U.S. patent number 4,967,098 [Application Number 07/195,080] was granted by the patent office on 1990-10-30 for controller for outdoor lighting systems.
This patent grant is currently assigned to GardenAmerica. Invention is credited to David T. Carroll.
United States Patent |
4,967,098 |
Carroll |
October 30, 1990 |
Controller for outdoor lighting systems
Abstract
A controller for outdoor lighting systems turns lights on and
off at predetermined times during the day which are designated by a
user. The turn on time is set when the user first turns on the
lights. The turn off time is fixed by allowing the user to specify
the amount of time that the lights will stay lit. The controller
repeats the on-off sequence every 24 hours unless it is
reprogrammed. Accurate timing is maintained by counting the pulses
in standard 120 V, 60 Hz, line current. A manual override is
provided which does not interfere with the programmed time
sequence.
Inventors: |
Carroll; David T. (Sonoma,
CA) |
Assignee: |
GardenAmerica (Carson City,
NV)
|
Family
ID: |
22719976 |
Appl.
No.: |
07/195,080 |
Filed: |
May 17, 1988 |
Current U.S.
Class: |
307/140; 315/360;
307/141 |
Current CPC
Class: |
G04G
15/003 (20130101) |
Current International
Class: |
G04G
15/00 (20060101); H01H 043/00 (); G04C 023/00 ();
H05B 037/02 () |
Field of
Search: |
;307/140,141,39,40,132E
;315/291,360 |
References Cited
[Referenced By]
U.S. Patent Documents
Primary Examiner: Shoop, Jr.; William M.
Assistant Examiner: Logan; Sharon D.

(Items from a labeling collection)

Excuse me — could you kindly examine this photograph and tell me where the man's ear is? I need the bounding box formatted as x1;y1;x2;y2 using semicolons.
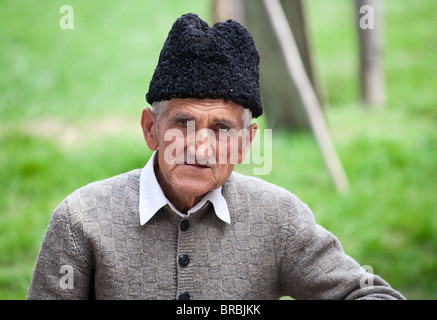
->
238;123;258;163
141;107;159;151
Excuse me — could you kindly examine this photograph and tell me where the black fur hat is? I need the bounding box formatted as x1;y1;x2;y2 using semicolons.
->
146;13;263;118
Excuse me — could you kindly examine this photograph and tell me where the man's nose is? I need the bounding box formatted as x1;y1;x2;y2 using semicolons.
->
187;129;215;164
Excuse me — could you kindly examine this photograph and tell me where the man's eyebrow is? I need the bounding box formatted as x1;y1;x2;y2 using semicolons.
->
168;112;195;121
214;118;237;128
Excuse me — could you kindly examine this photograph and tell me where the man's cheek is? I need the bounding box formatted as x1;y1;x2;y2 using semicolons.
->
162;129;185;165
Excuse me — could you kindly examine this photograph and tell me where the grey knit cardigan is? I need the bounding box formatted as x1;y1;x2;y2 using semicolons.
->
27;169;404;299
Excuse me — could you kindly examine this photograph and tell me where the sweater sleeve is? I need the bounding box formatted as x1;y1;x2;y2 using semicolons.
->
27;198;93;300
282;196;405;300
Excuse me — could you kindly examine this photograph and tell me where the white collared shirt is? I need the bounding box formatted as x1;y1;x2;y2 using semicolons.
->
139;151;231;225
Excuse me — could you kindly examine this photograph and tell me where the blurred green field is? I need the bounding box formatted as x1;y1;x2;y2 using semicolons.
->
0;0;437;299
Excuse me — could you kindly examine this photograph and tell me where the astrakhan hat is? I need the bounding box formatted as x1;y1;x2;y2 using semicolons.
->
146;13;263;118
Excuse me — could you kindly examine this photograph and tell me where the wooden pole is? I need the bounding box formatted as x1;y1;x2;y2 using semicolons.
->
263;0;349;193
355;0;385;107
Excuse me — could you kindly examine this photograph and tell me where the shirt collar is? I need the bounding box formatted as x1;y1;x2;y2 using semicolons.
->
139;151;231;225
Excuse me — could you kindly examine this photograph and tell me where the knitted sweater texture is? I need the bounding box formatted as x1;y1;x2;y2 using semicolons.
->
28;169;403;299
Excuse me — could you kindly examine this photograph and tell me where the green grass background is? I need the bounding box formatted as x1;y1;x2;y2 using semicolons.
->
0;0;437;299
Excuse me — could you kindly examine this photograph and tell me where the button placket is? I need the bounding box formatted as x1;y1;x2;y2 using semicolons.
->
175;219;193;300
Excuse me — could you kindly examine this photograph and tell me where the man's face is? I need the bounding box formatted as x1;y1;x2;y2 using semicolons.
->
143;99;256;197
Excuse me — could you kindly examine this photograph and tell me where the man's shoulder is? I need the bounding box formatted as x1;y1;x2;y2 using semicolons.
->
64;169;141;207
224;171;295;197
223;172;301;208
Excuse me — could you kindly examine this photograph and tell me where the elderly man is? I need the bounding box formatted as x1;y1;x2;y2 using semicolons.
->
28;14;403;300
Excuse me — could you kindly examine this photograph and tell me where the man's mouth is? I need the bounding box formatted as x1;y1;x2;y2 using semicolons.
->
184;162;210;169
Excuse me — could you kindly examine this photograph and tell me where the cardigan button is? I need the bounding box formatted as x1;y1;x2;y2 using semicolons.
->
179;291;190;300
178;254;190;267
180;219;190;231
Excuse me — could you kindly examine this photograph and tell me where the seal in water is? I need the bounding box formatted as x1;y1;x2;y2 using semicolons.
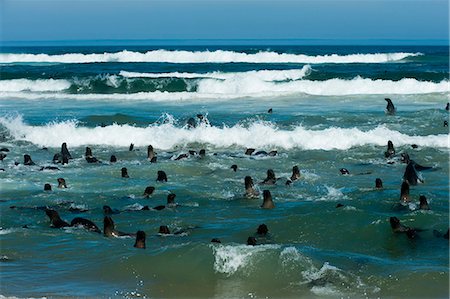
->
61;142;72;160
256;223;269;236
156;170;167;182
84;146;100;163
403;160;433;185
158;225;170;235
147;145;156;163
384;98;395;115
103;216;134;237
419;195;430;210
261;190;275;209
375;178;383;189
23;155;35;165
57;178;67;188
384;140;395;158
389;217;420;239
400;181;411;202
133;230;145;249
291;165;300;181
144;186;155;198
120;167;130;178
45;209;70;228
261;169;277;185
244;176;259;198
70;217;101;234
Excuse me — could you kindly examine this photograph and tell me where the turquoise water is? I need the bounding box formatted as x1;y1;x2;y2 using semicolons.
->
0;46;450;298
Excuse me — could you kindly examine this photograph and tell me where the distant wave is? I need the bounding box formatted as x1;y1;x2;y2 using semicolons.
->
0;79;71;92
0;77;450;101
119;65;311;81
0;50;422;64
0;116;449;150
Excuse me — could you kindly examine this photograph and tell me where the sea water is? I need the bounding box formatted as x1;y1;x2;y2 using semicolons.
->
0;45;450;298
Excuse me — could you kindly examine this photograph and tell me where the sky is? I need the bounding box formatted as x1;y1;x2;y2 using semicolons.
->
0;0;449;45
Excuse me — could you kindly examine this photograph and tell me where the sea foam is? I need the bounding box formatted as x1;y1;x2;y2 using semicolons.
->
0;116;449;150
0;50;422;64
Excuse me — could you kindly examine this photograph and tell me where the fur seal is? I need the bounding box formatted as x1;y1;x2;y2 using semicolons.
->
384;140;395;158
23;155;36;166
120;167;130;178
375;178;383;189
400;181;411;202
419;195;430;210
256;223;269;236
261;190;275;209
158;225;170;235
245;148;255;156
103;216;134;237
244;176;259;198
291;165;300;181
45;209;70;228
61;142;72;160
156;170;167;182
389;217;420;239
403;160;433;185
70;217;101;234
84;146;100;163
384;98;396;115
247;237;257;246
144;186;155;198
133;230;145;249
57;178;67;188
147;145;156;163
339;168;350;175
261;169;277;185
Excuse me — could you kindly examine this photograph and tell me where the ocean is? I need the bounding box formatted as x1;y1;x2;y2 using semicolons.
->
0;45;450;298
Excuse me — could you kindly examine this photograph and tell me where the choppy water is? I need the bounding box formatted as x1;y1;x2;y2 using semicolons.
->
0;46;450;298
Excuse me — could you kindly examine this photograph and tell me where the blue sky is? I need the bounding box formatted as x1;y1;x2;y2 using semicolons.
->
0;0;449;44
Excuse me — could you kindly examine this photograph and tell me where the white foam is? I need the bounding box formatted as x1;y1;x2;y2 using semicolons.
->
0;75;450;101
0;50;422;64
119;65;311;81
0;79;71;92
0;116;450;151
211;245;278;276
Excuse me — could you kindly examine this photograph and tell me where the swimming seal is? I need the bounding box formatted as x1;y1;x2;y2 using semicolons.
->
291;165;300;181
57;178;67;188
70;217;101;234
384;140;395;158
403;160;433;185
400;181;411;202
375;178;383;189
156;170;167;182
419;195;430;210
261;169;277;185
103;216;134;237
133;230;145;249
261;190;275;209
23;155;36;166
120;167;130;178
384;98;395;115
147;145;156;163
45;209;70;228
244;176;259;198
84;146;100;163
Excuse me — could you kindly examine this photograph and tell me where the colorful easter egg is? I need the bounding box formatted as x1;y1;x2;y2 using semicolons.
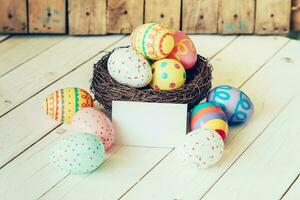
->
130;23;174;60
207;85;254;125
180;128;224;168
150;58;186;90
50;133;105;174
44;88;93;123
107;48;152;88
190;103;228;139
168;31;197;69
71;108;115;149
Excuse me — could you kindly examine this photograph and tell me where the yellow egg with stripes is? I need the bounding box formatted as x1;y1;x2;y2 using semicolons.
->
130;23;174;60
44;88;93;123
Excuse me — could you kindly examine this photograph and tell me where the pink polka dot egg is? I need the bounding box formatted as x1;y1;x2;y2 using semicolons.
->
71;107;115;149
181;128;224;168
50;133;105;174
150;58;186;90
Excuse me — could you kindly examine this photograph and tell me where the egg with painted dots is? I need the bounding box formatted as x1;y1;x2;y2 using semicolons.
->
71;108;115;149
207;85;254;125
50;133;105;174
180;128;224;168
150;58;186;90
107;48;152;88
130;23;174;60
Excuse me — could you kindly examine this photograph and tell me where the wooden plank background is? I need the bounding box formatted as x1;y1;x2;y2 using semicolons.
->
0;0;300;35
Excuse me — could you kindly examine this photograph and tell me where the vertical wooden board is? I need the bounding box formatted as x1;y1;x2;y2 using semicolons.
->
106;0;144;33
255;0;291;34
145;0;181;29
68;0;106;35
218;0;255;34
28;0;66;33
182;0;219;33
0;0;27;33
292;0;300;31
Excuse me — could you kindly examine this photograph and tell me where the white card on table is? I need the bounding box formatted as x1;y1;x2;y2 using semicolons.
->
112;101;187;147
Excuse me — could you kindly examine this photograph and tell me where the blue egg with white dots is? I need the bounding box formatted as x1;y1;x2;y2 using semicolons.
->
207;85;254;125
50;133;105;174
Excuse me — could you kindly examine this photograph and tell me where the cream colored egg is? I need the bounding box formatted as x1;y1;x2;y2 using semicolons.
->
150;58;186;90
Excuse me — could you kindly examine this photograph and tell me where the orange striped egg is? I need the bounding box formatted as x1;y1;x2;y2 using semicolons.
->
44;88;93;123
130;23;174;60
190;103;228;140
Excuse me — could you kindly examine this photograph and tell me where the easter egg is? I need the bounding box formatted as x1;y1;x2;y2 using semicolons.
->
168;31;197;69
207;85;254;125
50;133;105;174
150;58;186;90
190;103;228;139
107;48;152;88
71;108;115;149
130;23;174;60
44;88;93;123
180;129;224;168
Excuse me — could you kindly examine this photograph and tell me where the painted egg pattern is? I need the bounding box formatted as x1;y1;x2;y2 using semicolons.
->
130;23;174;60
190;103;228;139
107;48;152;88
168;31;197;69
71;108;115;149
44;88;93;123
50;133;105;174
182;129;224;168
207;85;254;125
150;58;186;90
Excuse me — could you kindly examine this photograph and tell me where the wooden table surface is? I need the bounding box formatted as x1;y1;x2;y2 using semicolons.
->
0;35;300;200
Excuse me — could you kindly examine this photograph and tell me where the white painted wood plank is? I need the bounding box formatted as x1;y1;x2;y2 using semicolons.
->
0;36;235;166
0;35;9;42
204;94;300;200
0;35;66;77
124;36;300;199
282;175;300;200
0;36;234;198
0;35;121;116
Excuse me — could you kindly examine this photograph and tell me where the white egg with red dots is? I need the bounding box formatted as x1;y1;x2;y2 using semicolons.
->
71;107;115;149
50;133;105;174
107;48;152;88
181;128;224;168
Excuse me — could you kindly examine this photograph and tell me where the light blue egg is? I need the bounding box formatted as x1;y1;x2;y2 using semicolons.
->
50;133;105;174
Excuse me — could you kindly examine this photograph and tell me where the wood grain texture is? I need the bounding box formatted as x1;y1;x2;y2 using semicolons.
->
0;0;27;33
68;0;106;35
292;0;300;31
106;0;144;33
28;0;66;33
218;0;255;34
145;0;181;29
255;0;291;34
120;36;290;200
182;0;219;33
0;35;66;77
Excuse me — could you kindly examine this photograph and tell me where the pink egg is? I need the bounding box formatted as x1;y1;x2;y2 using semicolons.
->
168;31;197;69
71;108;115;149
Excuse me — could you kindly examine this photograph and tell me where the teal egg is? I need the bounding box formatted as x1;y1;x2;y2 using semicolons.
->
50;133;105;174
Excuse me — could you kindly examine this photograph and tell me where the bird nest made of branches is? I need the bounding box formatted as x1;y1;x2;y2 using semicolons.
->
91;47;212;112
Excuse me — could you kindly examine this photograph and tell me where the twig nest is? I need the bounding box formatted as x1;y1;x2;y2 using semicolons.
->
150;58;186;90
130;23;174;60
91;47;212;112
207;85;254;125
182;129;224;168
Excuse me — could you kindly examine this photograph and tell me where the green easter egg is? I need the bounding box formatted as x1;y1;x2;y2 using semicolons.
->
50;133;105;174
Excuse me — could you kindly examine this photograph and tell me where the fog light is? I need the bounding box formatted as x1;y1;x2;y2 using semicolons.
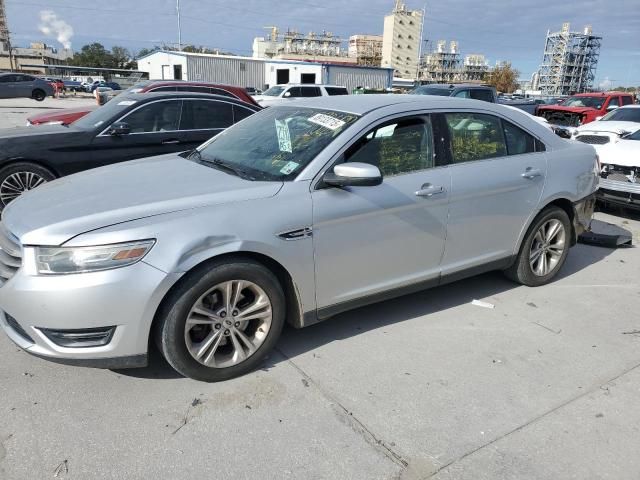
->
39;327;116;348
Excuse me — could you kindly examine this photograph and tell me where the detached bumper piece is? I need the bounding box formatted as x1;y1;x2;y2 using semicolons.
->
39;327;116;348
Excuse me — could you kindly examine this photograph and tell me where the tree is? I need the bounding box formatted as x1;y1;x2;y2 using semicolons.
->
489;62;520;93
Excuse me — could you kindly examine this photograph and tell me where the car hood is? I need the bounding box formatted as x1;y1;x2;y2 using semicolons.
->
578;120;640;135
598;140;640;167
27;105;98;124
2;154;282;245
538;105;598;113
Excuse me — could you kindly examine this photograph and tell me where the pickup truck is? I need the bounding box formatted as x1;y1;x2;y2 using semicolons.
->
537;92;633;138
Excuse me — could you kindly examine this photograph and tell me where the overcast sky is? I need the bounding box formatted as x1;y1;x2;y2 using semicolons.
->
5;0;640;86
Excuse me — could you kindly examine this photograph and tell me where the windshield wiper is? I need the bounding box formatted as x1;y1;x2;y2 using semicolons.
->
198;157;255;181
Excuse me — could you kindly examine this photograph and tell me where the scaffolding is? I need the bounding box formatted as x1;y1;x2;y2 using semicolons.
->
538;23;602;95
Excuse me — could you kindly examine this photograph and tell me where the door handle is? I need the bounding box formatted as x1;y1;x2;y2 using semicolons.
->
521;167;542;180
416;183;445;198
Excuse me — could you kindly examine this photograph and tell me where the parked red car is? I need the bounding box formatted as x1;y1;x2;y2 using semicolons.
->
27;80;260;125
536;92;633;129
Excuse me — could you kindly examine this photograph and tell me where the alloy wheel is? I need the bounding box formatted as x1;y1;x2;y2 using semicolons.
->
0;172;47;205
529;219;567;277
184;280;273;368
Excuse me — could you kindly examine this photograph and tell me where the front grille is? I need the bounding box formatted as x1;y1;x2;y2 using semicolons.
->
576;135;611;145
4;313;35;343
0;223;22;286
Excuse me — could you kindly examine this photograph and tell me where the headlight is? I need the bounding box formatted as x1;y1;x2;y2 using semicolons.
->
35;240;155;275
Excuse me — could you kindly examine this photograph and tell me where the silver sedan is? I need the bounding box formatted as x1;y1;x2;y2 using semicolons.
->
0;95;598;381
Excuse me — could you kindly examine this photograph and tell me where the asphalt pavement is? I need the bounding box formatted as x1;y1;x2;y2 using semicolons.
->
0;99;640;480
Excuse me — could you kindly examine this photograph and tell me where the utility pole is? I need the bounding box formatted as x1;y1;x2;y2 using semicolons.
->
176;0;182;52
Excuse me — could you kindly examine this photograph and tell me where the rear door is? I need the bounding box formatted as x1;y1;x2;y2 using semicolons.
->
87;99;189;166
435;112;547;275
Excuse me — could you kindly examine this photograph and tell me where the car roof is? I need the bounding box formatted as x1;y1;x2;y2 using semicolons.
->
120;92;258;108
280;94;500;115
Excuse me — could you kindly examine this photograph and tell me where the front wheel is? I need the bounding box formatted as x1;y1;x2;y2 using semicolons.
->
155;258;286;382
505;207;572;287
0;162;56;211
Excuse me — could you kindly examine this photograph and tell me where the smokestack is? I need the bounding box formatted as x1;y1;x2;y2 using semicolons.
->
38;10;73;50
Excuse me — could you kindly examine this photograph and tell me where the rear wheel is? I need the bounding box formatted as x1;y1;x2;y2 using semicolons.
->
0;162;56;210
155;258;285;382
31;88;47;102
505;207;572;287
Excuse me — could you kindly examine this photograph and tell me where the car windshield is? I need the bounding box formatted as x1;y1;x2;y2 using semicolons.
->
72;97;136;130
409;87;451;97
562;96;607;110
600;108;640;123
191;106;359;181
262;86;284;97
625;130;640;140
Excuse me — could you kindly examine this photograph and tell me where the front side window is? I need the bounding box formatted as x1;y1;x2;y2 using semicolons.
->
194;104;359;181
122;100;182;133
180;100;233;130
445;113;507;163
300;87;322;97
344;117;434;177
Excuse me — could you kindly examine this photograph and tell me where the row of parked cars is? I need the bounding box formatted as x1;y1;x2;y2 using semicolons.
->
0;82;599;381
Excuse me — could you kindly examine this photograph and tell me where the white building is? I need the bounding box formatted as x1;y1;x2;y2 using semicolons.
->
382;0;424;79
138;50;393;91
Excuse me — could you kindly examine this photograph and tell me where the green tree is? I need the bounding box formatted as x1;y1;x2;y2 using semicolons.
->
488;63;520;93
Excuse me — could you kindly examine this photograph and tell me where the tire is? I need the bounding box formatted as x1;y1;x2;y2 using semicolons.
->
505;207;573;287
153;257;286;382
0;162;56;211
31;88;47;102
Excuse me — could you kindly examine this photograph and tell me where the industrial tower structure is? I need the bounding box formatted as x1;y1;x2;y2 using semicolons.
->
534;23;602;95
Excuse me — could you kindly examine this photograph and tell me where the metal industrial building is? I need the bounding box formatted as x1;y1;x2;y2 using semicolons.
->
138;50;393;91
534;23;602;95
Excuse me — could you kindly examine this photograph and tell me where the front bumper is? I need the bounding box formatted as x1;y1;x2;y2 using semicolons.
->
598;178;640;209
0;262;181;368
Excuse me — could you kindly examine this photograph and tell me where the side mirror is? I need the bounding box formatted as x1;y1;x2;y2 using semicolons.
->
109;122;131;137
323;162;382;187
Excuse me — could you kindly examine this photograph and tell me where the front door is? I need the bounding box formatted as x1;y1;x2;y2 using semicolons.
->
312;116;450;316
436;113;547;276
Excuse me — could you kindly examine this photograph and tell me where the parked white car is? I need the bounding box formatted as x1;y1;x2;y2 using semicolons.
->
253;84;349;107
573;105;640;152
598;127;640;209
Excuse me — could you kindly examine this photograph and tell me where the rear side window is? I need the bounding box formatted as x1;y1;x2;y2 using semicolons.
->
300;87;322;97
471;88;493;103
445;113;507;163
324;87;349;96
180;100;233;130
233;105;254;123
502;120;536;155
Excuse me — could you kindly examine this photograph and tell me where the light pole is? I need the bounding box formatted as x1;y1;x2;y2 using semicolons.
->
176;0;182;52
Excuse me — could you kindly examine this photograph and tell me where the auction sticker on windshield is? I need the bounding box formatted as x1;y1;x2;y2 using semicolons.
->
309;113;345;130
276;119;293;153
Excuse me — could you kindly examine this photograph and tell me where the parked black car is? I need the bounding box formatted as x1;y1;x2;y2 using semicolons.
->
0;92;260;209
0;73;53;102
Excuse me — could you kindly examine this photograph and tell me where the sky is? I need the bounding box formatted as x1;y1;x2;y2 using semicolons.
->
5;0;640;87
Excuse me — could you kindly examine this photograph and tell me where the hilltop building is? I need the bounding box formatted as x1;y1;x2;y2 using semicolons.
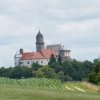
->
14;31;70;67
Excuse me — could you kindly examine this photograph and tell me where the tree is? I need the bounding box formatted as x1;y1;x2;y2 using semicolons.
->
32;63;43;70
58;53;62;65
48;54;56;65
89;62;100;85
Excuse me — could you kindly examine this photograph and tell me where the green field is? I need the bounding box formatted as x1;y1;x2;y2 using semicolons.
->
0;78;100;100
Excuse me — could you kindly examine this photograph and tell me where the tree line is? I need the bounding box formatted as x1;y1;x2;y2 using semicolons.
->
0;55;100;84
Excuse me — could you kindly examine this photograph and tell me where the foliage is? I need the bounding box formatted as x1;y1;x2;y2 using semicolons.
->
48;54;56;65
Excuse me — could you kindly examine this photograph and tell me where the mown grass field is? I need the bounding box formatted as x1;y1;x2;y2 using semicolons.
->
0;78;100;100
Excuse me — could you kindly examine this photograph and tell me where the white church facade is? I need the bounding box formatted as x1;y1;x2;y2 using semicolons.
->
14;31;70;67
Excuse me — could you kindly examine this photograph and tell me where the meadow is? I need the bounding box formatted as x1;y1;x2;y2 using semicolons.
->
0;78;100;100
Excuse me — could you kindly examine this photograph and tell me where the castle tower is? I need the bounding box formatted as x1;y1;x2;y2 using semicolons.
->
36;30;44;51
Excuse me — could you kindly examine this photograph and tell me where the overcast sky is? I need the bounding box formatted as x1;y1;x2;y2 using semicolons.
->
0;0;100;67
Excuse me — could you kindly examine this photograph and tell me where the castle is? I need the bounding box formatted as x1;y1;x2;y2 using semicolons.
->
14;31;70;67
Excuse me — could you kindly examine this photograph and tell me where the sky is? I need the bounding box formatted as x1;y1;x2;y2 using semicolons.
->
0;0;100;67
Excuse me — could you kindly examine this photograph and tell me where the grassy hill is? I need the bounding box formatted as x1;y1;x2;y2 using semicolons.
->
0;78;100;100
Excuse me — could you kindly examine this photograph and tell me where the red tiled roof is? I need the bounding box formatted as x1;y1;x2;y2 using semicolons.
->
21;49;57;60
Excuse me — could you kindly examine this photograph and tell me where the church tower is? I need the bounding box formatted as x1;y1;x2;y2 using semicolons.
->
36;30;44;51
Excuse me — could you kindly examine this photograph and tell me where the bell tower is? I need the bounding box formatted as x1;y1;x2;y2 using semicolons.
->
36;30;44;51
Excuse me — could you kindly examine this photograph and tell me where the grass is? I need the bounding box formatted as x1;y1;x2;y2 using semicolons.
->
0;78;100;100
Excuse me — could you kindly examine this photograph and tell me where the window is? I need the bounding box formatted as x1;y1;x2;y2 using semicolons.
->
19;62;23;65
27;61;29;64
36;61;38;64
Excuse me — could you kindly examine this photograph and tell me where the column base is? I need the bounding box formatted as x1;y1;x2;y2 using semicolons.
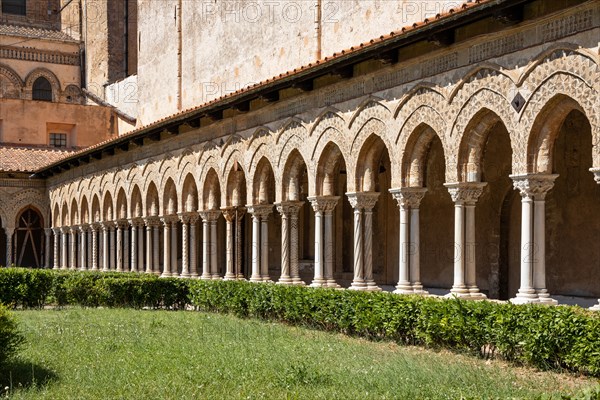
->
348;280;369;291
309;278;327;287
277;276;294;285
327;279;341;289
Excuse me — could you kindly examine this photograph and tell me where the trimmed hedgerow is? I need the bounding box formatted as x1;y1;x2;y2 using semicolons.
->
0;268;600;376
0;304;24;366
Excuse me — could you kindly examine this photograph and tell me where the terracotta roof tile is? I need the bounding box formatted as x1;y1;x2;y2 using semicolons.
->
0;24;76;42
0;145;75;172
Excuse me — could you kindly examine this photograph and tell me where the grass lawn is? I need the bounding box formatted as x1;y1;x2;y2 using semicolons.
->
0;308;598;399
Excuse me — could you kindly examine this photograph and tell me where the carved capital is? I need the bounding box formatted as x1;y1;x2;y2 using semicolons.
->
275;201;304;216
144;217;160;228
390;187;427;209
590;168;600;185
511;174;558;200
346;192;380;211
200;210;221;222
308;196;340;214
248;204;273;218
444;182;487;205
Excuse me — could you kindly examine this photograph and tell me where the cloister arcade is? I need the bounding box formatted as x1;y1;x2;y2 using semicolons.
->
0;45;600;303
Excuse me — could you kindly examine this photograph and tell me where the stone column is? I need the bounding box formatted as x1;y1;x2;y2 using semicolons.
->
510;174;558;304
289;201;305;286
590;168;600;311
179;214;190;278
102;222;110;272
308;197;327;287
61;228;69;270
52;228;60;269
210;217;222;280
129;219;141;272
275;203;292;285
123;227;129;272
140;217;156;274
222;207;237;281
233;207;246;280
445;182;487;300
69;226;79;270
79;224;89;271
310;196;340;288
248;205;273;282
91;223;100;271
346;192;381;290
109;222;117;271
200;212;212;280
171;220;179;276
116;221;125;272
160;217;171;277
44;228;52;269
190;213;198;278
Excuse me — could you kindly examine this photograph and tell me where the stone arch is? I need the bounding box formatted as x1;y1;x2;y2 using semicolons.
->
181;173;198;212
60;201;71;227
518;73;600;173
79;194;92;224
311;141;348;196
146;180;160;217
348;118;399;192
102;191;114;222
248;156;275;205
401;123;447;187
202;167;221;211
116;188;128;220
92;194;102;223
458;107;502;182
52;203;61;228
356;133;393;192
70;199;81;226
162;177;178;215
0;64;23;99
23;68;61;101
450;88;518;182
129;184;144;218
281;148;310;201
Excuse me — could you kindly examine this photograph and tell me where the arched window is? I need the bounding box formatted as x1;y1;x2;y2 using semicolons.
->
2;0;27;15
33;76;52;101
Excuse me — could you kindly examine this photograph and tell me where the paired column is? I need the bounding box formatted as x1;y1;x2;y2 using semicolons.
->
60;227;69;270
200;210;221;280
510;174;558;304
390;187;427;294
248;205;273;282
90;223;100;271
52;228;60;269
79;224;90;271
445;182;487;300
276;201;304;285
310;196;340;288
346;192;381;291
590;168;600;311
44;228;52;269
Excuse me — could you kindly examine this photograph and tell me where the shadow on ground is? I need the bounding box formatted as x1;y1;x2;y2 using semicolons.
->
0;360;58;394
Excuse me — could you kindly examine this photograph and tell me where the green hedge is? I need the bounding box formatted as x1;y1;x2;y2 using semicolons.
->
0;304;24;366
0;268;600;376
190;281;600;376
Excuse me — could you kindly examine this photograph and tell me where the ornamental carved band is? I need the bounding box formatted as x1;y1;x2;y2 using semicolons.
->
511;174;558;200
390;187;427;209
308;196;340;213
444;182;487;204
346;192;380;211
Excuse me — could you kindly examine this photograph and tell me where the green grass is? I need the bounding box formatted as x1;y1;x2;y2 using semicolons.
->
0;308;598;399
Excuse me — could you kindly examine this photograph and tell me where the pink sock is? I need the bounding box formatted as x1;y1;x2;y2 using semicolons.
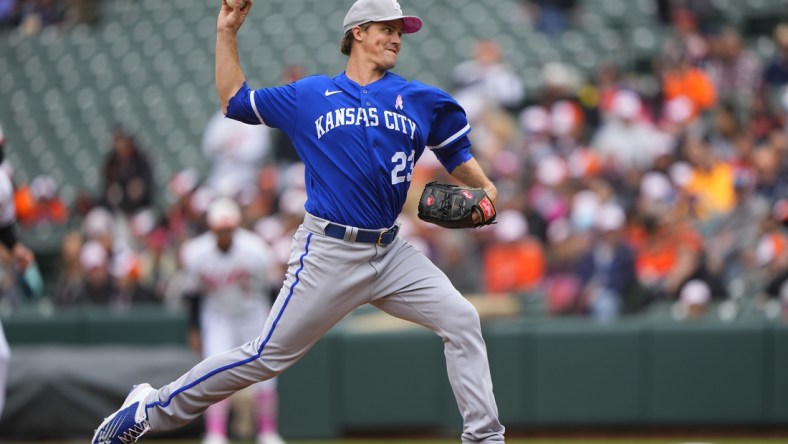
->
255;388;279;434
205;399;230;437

• _Exercise goal_
Write what would come next in the patent listing for the outdoor lighting controller, starting after its final line. The items serve no purpose here.

• _Output of the exercise_
Attorney, Agent or Firm: Blakely, Sokoloff, Taylor &
Zafman
Claims
I claim:
1. An electronic, 24-hour, timed controller for turning lights in
an outdoor lighting system on and off, said controller
comprising:
connector means for accepting a substantially 120 volt alternating
current from an external source;
pulse generator means coupled to said connector means for
generating a series of pulses at a substantially 60 Hertz rate,
said series of pulses being a square wave pulse train, said pulse
generator comprising a diode and a register coupled to an OR gate
and having an output;
a programmable divider circuit coupled to said output of said pulse
generator for counting a predetermined number of said pulses and
outputting a first signal after a predetermined time interval;
a shift register comprised of three 8-bit serial shift registers
coupled serially and coupled to said programmable divider circuit,
said shift register containing 24 bits which are capable of having
either a first value or a second value wherein one of said bits is
a most significant bit, one of said bits is a least significant
bit, and said bits are arranged in a most significant to a least
significant relationship, and wherein said bits in said shift
register shift from a given position to a next most significant
position when said programmable divider circuit outputs said first
signal;
latch means coupled to said shift register for monitoring said most
significant bit and generating a second signal when said most
significant bit changes from said first value to said second value,
said lights turning on in response to said second signal, and for
generating a third signal when said most significant bit changes
from said second value to said first value, said lights turning off
in response to said third signal;
program means connected to said shift register means for turning on
said lights and setting at least one of said bits to said first or
second value according to a user input; and
override means connected to said latch means for manually turning
said lights on and off without interfering with said pulse
generator, said programmable divider circuit, or said shift
register.
2. The device of claim 1 wherein said shift register further
comprises a plurality of inputs such that there is one input
corresponding to each of said of bits.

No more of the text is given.